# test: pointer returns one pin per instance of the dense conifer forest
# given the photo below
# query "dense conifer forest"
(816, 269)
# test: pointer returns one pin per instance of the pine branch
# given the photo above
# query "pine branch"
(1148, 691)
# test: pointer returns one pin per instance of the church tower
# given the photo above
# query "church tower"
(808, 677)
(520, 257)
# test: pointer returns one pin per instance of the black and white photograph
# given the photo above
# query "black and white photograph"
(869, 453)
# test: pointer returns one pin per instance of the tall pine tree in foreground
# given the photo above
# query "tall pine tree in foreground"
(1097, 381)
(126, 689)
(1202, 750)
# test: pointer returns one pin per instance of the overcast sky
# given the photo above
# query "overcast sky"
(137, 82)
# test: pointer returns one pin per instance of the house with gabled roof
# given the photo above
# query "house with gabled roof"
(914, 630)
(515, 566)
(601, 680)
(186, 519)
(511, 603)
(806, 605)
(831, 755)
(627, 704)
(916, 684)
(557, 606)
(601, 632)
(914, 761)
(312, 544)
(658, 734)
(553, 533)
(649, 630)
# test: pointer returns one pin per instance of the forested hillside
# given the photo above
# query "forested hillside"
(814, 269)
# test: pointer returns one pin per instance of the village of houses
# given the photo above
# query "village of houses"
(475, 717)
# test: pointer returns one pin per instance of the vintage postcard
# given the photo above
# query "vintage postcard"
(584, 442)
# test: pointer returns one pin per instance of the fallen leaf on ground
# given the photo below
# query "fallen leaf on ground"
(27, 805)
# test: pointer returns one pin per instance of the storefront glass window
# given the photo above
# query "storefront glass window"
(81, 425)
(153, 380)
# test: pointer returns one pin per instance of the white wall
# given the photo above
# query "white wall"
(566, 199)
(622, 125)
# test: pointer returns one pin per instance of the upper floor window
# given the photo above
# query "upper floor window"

-- WHAT IS REQUIRED --
Please reproduce the records exactly, without leaving any out.

-- RESULT OF THIS TASK --
# test: pointer returns one pin per instance of the dense conifer forest
# given the photo below
# query "dense conifer forest"
(816, 269)
# test: pointer returns one pin per instance of the pine branch
# given the photo above
# query "pine branch"
(1148, 691)
# test: pointer returns one pin per instance of the church tower
# given the photo above
# query "church tower"
(808, 677)
(520, 257)
# test: pointer returns one pin per instance of the black and white photograph
# given the photo above
# query "black and white photograph"
(869, 453)
# test: pointer returns one pin per instance of the tall pine tree in foreground
# given the photo above
# query "tall pine tree in foreground"
(1097, 381)
(126, 689)
(1202, 750)
# test: pointer returns one pin per instance of the overcast sky
# given the photo above
# query "overcast sky"
(137, 82)
# test: pointer returns one pin per instance of the house with gabled roof
# given the photo above
# query "house with gabled roof"
(914, 630)
(515, 566)
(601, 680)
(186, 519)
(511, 603)
(806, 605)
(831, 755)
(627, 704)
(916, 684)
(557, 606)
(601, 632)
(914, 761)
(312, 544)
(658, 734)
(553, 533)
(649, 630)
# test: pointer returns one pin per instance of the forested hillside
# given the photo above
# query "forested hillside"
(814, 269)
# test: pointer returns one pin per instance of the village of houses
# given the photo above
# query "village of houses"
(475, 717)
# test: pointer returns one pin per instance of the vintage postcard
# given the photo above
# query "vintage postcard"
(584, 442)
# test: pointer returns one pin per instance of the fallen leaf on ground
# given the photo below
# query "fallen leaf on ground"
(27, 805)
# test: pointer returns one pin per instance of the storefront glass window
# given the photo above
# query "storefront glass window"
(81, 425)
(153, 380)
# test: pointer returns one pin per instance of the white wall
# given the photo above
# query "white wall"
(566, 199)
(622, 125)
# test: pointer returns one pin per instance of the upper floor window
# given the photo above
# query "upper floor window"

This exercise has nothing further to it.